THE REQUEST =>
Edit the items from the line with "the boy's nose" up to and including the line with "<point>881,681</point>" so that "that would be appreciated" becomes "that would help", leaving everything else unchanged. Return only those lines.

Lines of data:
*****
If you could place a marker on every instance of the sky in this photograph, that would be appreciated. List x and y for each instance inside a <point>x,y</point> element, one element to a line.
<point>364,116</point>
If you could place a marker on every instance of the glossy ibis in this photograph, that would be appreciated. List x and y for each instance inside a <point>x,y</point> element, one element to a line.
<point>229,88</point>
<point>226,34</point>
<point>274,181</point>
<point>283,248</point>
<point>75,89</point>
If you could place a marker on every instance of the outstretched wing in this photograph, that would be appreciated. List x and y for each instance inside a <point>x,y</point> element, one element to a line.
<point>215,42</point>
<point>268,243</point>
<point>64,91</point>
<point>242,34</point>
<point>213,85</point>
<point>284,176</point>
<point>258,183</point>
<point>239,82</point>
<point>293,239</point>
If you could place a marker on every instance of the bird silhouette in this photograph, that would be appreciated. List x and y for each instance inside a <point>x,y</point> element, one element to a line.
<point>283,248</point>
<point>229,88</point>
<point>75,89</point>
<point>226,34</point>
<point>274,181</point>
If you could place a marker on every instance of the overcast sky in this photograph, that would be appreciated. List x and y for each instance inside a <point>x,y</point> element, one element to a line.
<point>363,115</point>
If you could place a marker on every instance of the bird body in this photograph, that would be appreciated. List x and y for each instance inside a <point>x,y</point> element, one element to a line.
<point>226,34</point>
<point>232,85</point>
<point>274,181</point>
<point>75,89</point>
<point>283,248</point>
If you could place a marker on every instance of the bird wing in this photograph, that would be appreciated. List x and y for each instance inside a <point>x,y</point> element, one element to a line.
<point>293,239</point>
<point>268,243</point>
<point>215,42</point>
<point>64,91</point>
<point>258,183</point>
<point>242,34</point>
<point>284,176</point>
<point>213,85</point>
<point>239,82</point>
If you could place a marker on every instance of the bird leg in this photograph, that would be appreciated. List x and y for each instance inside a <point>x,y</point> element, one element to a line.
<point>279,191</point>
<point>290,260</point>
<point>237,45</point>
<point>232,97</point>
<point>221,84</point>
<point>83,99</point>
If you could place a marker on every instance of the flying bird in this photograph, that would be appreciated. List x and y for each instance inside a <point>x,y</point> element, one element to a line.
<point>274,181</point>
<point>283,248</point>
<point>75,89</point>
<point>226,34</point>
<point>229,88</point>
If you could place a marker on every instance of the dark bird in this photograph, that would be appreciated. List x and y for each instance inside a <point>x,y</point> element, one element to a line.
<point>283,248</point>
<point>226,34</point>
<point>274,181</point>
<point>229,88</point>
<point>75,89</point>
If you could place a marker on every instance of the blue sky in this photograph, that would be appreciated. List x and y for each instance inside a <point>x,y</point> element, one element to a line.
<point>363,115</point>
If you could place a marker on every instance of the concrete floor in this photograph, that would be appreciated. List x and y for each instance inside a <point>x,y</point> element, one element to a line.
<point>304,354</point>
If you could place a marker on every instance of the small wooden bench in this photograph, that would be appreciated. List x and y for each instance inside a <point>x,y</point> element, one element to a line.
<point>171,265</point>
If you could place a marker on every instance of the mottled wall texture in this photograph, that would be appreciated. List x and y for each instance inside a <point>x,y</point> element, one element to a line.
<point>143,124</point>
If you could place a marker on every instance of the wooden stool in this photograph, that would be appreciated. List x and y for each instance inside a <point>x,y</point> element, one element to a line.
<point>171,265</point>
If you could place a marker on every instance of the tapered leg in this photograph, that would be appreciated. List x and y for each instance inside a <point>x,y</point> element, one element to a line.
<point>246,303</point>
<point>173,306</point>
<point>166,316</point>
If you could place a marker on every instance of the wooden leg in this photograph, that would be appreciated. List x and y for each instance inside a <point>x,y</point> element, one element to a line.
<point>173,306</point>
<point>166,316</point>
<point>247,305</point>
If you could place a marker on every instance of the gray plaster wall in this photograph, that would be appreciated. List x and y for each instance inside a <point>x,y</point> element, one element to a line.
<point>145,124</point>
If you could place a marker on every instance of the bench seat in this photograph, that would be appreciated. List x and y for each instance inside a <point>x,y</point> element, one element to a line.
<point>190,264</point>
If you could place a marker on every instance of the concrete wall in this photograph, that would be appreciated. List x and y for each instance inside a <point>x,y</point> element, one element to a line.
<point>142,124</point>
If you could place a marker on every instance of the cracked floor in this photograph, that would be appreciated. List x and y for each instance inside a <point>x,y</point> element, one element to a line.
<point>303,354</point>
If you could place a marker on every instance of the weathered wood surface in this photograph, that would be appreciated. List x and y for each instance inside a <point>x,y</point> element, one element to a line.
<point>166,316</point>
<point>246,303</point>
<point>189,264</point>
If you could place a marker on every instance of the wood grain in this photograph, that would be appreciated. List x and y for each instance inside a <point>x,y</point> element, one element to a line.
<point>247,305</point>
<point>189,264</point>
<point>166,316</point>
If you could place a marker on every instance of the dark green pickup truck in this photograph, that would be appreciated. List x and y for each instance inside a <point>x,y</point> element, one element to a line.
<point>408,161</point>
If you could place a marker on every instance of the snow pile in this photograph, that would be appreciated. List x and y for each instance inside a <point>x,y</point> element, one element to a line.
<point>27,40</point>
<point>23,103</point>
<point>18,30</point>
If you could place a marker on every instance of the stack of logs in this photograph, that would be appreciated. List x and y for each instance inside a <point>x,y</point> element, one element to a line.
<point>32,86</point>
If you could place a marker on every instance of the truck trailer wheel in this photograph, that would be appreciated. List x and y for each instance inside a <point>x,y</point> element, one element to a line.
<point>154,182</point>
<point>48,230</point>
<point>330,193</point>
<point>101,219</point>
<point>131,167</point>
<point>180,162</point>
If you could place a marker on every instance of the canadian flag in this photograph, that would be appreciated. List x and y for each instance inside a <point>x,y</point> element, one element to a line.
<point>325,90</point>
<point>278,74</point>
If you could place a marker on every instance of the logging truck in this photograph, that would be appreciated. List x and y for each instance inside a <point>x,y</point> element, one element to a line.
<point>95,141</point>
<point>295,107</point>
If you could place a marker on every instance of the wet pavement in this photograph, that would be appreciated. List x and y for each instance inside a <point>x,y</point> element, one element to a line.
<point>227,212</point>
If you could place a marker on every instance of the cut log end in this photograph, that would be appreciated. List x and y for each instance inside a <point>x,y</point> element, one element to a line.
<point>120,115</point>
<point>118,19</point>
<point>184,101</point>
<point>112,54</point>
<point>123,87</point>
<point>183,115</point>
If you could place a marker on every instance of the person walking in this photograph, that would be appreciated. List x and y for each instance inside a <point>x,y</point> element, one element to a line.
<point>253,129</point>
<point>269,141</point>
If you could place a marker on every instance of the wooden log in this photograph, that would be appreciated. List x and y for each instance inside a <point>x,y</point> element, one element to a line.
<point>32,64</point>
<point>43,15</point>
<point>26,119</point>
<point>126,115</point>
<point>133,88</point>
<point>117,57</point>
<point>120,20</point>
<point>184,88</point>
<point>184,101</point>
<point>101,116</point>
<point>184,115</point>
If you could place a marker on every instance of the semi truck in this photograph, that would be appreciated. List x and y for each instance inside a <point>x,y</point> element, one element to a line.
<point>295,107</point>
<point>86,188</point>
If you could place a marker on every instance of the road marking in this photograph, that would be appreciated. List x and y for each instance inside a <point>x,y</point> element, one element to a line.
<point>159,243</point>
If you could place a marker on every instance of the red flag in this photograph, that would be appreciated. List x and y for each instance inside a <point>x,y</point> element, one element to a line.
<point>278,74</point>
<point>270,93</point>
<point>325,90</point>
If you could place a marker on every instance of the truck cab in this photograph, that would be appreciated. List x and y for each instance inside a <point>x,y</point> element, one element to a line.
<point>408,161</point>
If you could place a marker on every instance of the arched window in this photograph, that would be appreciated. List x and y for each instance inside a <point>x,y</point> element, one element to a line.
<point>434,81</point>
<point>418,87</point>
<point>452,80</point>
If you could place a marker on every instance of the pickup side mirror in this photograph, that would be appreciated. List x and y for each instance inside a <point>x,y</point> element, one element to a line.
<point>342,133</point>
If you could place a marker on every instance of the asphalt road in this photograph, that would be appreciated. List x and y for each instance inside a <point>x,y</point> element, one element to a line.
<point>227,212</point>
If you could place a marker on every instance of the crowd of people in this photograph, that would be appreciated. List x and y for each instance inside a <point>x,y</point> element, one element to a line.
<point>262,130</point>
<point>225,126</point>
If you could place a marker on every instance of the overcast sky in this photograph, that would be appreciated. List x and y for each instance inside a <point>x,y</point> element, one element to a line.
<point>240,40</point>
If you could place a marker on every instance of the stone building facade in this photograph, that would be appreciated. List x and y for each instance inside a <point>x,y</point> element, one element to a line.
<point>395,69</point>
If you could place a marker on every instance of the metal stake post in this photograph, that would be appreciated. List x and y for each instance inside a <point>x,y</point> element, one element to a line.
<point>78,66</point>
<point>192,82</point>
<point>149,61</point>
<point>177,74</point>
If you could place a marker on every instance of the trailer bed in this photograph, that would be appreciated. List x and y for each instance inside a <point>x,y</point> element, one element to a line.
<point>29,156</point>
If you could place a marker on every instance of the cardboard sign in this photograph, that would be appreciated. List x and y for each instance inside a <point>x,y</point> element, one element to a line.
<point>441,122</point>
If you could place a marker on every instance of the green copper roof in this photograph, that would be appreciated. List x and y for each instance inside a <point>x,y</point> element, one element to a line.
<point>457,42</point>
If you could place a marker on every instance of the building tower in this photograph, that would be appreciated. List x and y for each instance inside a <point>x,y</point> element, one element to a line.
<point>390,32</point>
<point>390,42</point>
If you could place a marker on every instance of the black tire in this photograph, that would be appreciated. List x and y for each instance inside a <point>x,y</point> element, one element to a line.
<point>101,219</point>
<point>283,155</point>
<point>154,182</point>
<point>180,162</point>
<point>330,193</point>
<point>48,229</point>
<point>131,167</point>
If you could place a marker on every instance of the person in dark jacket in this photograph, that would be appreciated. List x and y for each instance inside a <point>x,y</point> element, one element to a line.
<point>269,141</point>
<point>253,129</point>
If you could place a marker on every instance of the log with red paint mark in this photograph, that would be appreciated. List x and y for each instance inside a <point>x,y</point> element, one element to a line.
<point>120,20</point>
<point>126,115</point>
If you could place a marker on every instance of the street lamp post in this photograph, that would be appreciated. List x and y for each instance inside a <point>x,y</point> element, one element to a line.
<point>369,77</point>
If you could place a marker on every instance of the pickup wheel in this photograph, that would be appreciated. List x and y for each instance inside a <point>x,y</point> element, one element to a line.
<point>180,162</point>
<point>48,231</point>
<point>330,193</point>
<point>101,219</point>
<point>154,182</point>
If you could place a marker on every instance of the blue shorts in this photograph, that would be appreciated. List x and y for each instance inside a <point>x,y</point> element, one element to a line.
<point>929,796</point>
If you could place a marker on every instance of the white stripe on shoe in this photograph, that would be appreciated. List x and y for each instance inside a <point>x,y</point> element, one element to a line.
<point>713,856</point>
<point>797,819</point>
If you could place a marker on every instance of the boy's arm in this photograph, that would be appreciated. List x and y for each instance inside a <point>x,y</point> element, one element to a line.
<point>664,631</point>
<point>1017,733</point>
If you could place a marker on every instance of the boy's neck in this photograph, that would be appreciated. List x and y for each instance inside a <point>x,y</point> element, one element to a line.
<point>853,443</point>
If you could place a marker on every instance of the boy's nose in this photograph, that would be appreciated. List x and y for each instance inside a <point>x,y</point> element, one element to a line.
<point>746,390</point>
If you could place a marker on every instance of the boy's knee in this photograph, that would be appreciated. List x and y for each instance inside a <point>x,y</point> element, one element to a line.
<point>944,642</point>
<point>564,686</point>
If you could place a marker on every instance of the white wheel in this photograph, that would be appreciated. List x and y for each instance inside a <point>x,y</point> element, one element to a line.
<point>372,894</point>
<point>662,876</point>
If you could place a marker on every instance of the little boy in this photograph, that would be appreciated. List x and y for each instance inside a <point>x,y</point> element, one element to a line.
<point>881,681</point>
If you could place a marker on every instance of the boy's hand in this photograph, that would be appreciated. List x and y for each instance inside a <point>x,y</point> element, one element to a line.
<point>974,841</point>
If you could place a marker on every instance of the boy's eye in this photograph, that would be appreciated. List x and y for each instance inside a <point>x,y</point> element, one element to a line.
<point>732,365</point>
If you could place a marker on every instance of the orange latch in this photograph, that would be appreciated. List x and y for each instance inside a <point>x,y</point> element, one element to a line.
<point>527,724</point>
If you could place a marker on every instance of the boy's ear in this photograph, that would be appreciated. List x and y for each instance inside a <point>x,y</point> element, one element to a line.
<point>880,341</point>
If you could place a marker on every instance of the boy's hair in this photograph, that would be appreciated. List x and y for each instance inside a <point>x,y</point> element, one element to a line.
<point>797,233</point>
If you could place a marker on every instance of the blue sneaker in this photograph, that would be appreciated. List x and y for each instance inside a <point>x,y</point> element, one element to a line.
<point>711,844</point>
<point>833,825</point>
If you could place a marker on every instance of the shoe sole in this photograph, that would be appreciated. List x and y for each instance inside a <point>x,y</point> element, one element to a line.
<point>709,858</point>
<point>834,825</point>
*****
WORKED SOLUTION =>
If you could place a marker on every instance of the boy's nose in this photograph, that would help. List x and y for each instance inside a <point>x,y</point> element, one element to a line.
<point>746,390</point>
If you could place a marker on every instance of the boy's knee in this photograph, that would help. List x and y for each instance inside a <point>x,y</point> element, one element to a line.
<point>944,642</point>
<point>564,686</point>
If you could place a marker on every instance of the white wheel in this photograph, that would help. List x and y for each instance inside a <point>x,y</point> element, one element to a line.
<point>372,894</point>
<point>662,876</point>
If you could place a marker on every instance of the little boy in this photograph, that would help. List x and y for each instance inside a <point>x,y</point> element, one element to a line.
<point>881,681</point>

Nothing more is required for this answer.